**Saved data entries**
=== Begin Enclosure ===

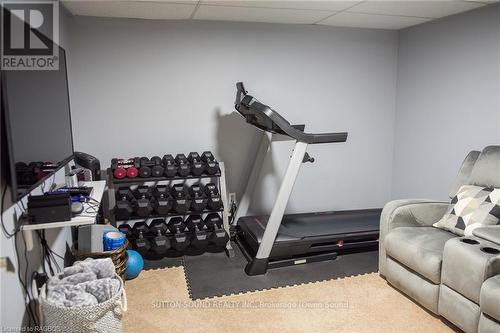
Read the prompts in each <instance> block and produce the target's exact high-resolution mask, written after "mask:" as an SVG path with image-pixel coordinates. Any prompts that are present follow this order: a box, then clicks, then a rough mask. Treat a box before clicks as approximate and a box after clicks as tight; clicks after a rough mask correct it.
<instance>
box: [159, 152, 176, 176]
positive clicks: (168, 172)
mask: <svg viewBox="0 0 500 333" xmlns="http://www.w3.org/2000/svg"><path fill="white" fill-rule="evenodd" d="M162 162H163V168H164V169H165V171H164V175H165V177H168V178H172V177H175V175H176V174H177V165H176V164H175V159H174V157H173V156H172V155H170V154H167V155H163V159H162Z"/></svg>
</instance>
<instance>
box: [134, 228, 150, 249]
mask: <svg viewBox="0 0 500 333" xmlns="http://www.w3.org/2000/svg"><path fill="white" fill-rule="evenodd" d="M148 232H149V228H148V226H147V225H146V222H136V223H135V224H134V226H133V227H132V234H133V235H134V236H135V240H134V247H135V249H136V250H137V252H139V253H140V254H142V255H144V254H146V253H147V252H148V251H149V250H150V249H151V243H150V242H149V240H148V239H147V238H146V234H147V233H148Z"/></svg>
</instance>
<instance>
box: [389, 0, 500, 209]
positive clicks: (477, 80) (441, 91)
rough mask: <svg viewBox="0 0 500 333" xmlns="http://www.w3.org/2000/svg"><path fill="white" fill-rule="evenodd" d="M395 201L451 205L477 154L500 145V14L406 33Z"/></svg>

=== End Enclosure ===

**Exercise brief**
The entries above are to be repeated in full, except for their pictures.

**Response below**
Read the prompts in each <instance> block and produce the target's exact high-resolution mask, written after "mask:" as an SVG path with image-pixel coordinates. Any prompts that are present follow this order: a box, then clicks, then a rough mask. Treat a box before clicks as approximate and a box after clicks as tight; clicks after a rough mask correct it.
<instance>
box: [159, 152, 176, 176]
positive clicks: (168, 172)
mask: <svg viewBox="0 0 500 333" xmlns="http://www.w3.org/2000/svg"><path fill="white" fill-rule="evenodd" d="M162 162H163V168H164V169H165V171H164V175H165V177H168V178H172V177H175V175H176V174H177V165H176V164H175V159H174V157H173V156H172V155H170V154H167V155H163V159H162Z"/></svg>
</instance>
<instance>
box: [134, 228, 150, 249]
mask: <svg viewBox="0 0 500 333" xmlns="http://www.w3.org/2000/svg"><path fill="white" fill-rule="evenodd" d="M148 232H149V228H148V226H147V225H146V222H136V223H135V224H134V226H133V227H132V234H133V235H134V236H135V240H134V247H135V249H136V250H137V252H139V253H140V254H142V255H144V254H146V253H147V252H148V251H149V250H150V249H151V243H150V242H149V240H148V239H147V238H146V234H147V233H148Z"/></svg>
</instance>
<instance>
box: [389, 0, 500, 209]
positive clicks: (477, 80) (441, 91)
rough mask: <svg viewBox="0 0 500 333" xmlns="http://www.w3.org/2000/svg"><path fill="white" fill-rule="evenodd" d="M395 201L451 205L477 154L500 145V14L406 33Z"/></svg>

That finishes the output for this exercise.